◆ **Working data**:
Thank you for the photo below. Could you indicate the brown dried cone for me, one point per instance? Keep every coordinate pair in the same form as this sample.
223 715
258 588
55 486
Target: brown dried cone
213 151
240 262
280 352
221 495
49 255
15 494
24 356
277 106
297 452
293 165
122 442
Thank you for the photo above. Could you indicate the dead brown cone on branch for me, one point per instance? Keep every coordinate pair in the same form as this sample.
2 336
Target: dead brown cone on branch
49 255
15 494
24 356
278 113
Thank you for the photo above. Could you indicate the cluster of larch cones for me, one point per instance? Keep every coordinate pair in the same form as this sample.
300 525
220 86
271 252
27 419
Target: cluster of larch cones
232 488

---

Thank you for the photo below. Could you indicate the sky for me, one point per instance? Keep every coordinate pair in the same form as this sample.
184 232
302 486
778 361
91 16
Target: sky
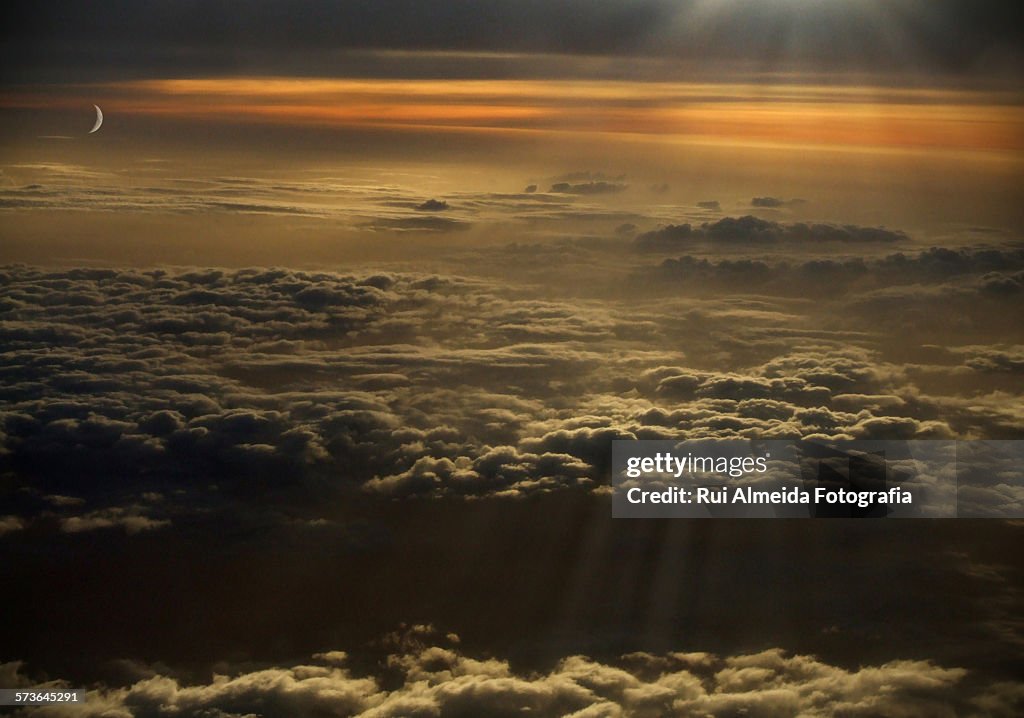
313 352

◆ **Exercise instructions**: A single number is the whole answer here: the number of lines in the data containing "above".

◆ **Exercise solution**: 2